**SET PROBLEM 1:** Quote the rows verbatim, everything from the line containing "outline --target=green vegetation" down to the line containing "Mark the region of every instance of the green", both lines included.

**EXCERPT:**
Authored by - DINESH KUMAR

L L.M. (Human Rights) U G C NET (Law) & (Human Rights)

Research Scholar

Contact no- 9506155988

Email id- dineshkumar15385@gmail.com

Department of Human Rights, School of Legal Studies

Babasaheb Bhimrao Ambedkar (A Central) University

Lucknow, Uttar Pradesh, 226025



Constitutional Provision

            The constitution of India, which is the supreme law of the land, has imposed an obligation to protect the natural environment both on the state and on the citizens. But right to safe and clean water is now here mentioned in the constitution. Nevertheless, on an analysis of various provision of our constitution, we find that right to clean water is implied in the right to wholesome environment.

Article 39 (b) provides that the state shall direct its policy to see “that the ownership and control of the material resources of the community are so distributed as best to sub serve the common good.” The term ‘material resources of the community’ embraces all things, which are capable of producing wealth for the community[1]. In fact, article 39 (b) is a very significant constitutional provision which talks about the distribution of the material resources of the community in such a way as to secure equitable distribution of community resources. The expression “material resources” includes precious element of the nature, that is, ‘water’.


            Another constitution mandate in the shape of Article 47 imposes a duty upon the state ‘to raise the level of nutrition and the standard of living of its people and improve public health’ In Municipal Council, Ratlam v. Vardhichand[2] the Supreme Court observed:



            “The state will realize that article 47 makes it a paramount principle of governance that steps are taken for improvement of public health as amongst its primary duties. The standard of living can only be improved by providing basic amenities to the citizens like employment, shelter and clean and safe water”.


Article 48-A, a specific provision for environment which is added to the Constitution by the 42nd Amendment 1976, expressly directs the State “to protect and improve the environment” the term ‘environment’ includes water. When state strives to preserve and protect the natural resources of water like rivers and ponds, the water will also be saved from pollution and common people can have access to it by proper water management.


            Marching towards the preservation and protection of the natural resources including fresh water, article 51 A (g) of part IV-A, has declared that it shall be the fundamental duty of a citizen of India ‘to protect and improve the natural environment including forests, lakes, rivers, and wildlife and to have compassion for living creatures”. Thus, a citizen has fundamental duty to preserve and protect water resources.


            In Part –III of the constitutional, Article 21 provides that every person has right to life and personal liberty. Similarly, article 14 provides that right to equality is fundamental right of the person. The higher judiciary of India has interpreted article 14 and article 21 in such a liberal and pragmatic manner that, now it is well established that right to clean and wholesome environment which includes the right to access to clean and safe water, is a fundamental right.


            Article 15(2) provide that “the use of wells, tanks, bathing Ghats, roads and place of public resort maintained wholly or partly out of state funds or decided to the use of the general public.

**SET PROBLEM 2:** Print the passage of the excerpt on constitutional provisions, everything from "Email id- dineshkumar15385@gmail.com" down to "to wholesome environment.", without changing a word.

**GIVEN ENTRIES:**
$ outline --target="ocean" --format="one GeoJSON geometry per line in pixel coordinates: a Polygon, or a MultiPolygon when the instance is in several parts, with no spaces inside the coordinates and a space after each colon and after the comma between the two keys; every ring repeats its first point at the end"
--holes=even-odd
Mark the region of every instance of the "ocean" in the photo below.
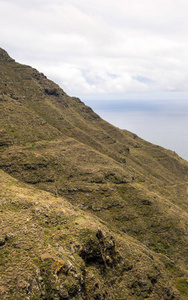
{"type": "Polygon", "coordinates": [[[188,101],[84,101],[100,117],[188,160],[188,101]]]}

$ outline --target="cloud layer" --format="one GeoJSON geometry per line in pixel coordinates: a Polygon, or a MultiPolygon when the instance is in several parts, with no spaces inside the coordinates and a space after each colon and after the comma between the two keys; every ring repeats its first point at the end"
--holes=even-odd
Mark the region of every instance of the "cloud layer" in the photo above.
{"type": "Polygon", "coordinates": [[[187,92],[187,11],[186,0],[0,0],[0,46],[71,95],[187,92]]]}

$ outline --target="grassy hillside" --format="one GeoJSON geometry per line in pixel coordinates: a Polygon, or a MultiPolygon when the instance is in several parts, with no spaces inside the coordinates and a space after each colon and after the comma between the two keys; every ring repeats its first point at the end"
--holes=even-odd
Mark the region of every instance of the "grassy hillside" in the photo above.
{"type": "Polygon", "coordinates": [[[29,228],[39,226],[35,235],[29,229],[28,236],[18,237],[23,245],[30,242],[35,254],[28,249],[16,254],[21,248],[6,242],[6,230],[2,233],[0,252],[11,253],[3,254],[1,266],[4,299],[13,299],[15,291],[22,299],[28,289],[25,299],[188,299],[188,162],[105,122],[3,49],[0,75],[0,168],[19,180],[1,173],[2,224],[10,231],[18,230],[17,223],[27,227],[27,219],[29,228]],[[60,240],[75,273],[62,271],[62,261],[57,263],[60,240]],[[43,259],[46,247],[50,257],[43,259]],[[19,265],[22,255],[28,267],[19,265]],[[41,263],[50,270],[34,275],[41,263]],[[20,269],[21,276],[25,272],[36,282],[28,287],[24,279],[27,288],[16,289],[12,271],[9,277],[5,271],[12,268],[15,277],[20,269]],[[82,274],[84,283],[72,273],[82,274]],[[36,276],[45,281],[43,288],[36,276]],[[77,286],[77,292],[71,294],[65,282],[77,286]],[[67,298],[58,292],[62,289],[67,298]]]}

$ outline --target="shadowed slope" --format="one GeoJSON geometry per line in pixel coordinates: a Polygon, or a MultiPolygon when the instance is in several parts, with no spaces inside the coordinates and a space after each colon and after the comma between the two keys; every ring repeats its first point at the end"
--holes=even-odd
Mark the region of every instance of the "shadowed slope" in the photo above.
{"type": "Polygon", "coordinates": [[[0,74],[1,169],[168,256],[186,277],[188,162],[105,122],[4,50],[0,74]]]}

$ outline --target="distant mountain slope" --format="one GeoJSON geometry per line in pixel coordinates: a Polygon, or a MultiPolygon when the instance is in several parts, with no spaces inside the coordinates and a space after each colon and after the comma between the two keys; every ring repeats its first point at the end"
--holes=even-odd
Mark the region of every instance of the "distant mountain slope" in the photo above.
{"type": "MultiPolygon", "coordinates": [[[[167,264],[165,272],[181,291],[181,299],[187,299],[188,162],[102,120],[78,98],[69,97],[37,70],[16,63],[3,49],[0,168],[65,197],[83,214],[99,217],[125,240],[126,234],[134,237],[162,260],[167,256],[172,266],[167,264]]],[[[144,297],[173,299],[150,294],[144,297]]],[[[177,295],[174,299],[180,299],[177,295]]],[[[144,298],[138,293],[130,299],[144,298]]]]}

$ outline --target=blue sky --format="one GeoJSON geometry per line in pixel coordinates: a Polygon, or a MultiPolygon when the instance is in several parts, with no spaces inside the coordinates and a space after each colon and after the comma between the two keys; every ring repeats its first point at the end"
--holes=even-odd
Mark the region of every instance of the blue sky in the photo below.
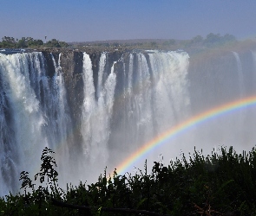
{"type": "Polygon", "coordinates": [[[211,32],[256,36],[255,0],[0,0],[0,38],[190,39],[211,32]]]}

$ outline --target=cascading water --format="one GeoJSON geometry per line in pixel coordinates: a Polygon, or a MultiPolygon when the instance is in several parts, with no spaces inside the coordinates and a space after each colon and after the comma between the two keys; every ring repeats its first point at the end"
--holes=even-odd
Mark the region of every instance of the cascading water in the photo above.
{"type": "MultiPolygon", "coordinates": [[[[95,181],[177,124],[255,93],[255,51],[249,65],[235,52],[200,62],[183,51],[81,54],[69,67],[66,53],[0,54],[0,195],[18,191],[21,171],[38,171],[46,146],[56,153],[62,185],[95,181]]],[[[212,119],[147,158],[252,143],[255,122],[253,109],[212,119]]]]}

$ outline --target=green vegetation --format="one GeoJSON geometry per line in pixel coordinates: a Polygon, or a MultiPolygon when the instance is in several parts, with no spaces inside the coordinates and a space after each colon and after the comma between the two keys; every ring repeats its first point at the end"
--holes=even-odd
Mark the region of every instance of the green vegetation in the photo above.
{"type": "Polygon", "coordinates": [[[146,162],[134,175],[105,172],[95,184],[66,190],[58,187],[52,154],[43,152],[37,188],[22,172],[23,193],[0,199],[0,215],[256,215],[254,149],[221,148],[207,156],[194,150],[167,167],[154,162],[150,174],[146,162]]]}
{"type": "Polygon", "coordinates": [[[0,48],[67,48],[68,43],[52,39],[45,44],[42,40],[36,40],[32,37],[22,37],[15,39],[13,37],[4,36],[0,42],[0,48]]]}

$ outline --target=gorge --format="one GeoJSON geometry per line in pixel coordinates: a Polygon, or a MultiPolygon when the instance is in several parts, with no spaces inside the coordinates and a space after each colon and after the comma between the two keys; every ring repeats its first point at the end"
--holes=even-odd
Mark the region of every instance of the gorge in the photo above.
{"type": "MultiPolygon", "coordinates": [[[[37,172],[44,147],[56,152],[61,183],[93,181],[169,128],[255,95],[255,48],[0,54],[0,195],[18,191],[21,171],[37,172]]],[[[147,158],[169,160],[194,146],[251,149],[255,124],[255,107],[241,109],[147,158]]]]}

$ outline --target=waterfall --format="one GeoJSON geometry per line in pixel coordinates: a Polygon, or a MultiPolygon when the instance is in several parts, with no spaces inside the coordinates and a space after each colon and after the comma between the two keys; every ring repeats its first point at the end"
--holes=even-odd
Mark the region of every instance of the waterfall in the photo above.
{"type": "MultiPolygon", "coordinates": [[[[181,50],[0,54],[0,195],[18,191],[21,171],[33,178],[46,146],[56,152],[62,186],[91,182],[170,128],[247,97],[255,89],[246,83],[256,74],[255,54],[246,60],[235,52],[209,55],[200,63],[181,50]]],[[[194,145],[243,149],[256,139],[255,118],[245,109],[211,119],[147,159],[174,158],[194,145]]]]}
{"type": "MultiPolygon", "coordinates": [[[[106,64],[106,54],[102,54],[98,72],[98,99],[95,98],[92,63],[89,55],[83,54],[84,100],[82,105],[82,121],[81,134],[83,137],[83,150],[89,164],[106,166],[108,158],[108,141],[110,134],[109,121],[112,115],[114,92],[115,87],[115,62],[106,81],[102,82],[106,64]],[[99,158],[101,160],[99,161],[99,158]]],[[[87,165],[89,165],[87,164],[87,165]]]]}
{"type": "MultiPolygon", "coordinates": [[[[6,190],[16,191],[21,168],[27,168],[28,171],[33,172],[36,167],[35,161],[40,158],[44,145],[48,145],[42,131],[45,121],[33,89],[34,83],[30,79],[31,68],[35,72],[35,79],[36,74],[43,73],[39,64],[41,60],[42,55],[38,53],[1,54],[1,79],[3,83],[1,98],[8,101],[10,125],[6,130],[10,130],[10,136],[13,134],[13,137],[4,138],[1,144],[3,150],[0,153],[0,176],[4,179],[4,183],[0,185],[1,194],[6,190]]],[[[1,110],[6,105],[4,103],[1,105],[1,110]]],[[[4,114],[1,115],[1,118],[6,118],[4,114]]],[[[6,120],[3,119],[1,124],[6,124],[6,120]]]]}

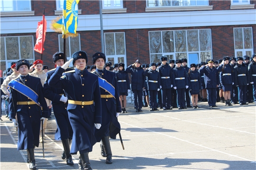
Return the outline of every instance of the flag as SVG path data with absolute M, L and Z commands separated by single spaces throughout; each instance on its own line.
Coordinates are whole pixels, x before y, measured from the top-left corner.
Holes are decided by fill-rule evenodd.
M 37 42 L 34 47 L 34 50 L 42 54 L 45 50 L 44 42 L 46 39 L 46 21 L 45 18 L 45 15 L 43 15 L 43 20 L 38 22 L 37 28 Z

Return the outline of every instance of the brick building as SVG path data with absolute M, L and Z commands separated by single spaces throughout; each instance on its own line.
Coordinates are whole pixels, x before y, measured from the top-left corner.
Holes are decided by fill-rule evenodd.
M 63 51 L 62 35 L 50 29 L 62 13 L 62 0 L 2 0 L 0 6 L 0 69 L 22 58 L 32 63 L 41 54 L 33 51 L 37 22 L 43 8 L 47 31 L 44 64 L 54 68 L 52 55 Z M 112 63 L 126 67 L 137 59 L 142 63 L 186 58 L 188 64 L 223 56 L 251 57 L 256 49 L 256 0 L 103 0 L 105 52 Z M 67 39 L 68 59 L 85 51 L 88 64 L 101 51 L 99 1 L 78 4 L 79 36 Z

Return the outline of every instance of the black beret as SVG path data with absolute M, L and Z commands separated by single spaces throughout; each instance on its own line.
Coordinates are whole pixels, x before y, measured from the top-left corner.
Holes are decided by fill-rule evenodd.
M 27 66 L 27 68 L 29 69 L 29 68 L 30 67 L 29 62 L 25 59 L 21 59 L 16 62 L 16 69 L 18 70 L 18 68 L 19 68 L 19 67 L 23 65 L 25 65 Z
M 167 57 L 162 56 L 162 57 L 161 57 L 160 59 L 161 59 L 161 61 L 167 61 Z
M 93 61 L 93 64 L 95 63 L 96 60 L 98 59 L 103 59 L 104 60 L 104 62 L 106 63 L 106 56 L 105 55 L 104 53 L 98 52 L 93 54 L 92 55 L 92 60 Z M 109 63 L 110 63 L 110 62 L 109 62 Z M 112 63 L 111 63 L 111 65 L 112 65 Z
M 124 68 L 124 66 L 125 66 L 125 64 L 124 64 L 124 63 L 120 63 L 118 64 L 118 67 L 122 67 Z
M 53 59 L 55 63 L 59 60 L 64 60 L 64 53 L 62 52 L 56 52 L 53 55 Z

**EXERCISE RESULT 1:**
$ outline --target=green vegetation --format="one GeoJSON geometry per line in pixel coordinates: a Polygon, or a MultiPolygon when the instance is in several parts, with no spaces inside the coordinates and a space after each colon and after the comma between the two keys; every ring repeats its first point at the end"
--holes=even-odd
Mark the region of every instance of the green vegetation in the photo above.

**EXERCISE RESULT 2:**
Email id- dineshkumar15385@gmail.com

Department of Human Rights, School of Legal Studies

Babasaheb Bhimrao Ambedkar (A Central) University

Lucknow, Uttar Pradesh, 226025



Constitutional Provision

            The constitution of India, which is the supreme law of the land, has imposed an obligation to protect the natural environment both on the state and on the citizens. But right to safe and clean water is now here mentioned in the constitution. Nevertheless, on an analysis of various provision of our constitution, we find that right to clean water is implied in the right to wholesome environment.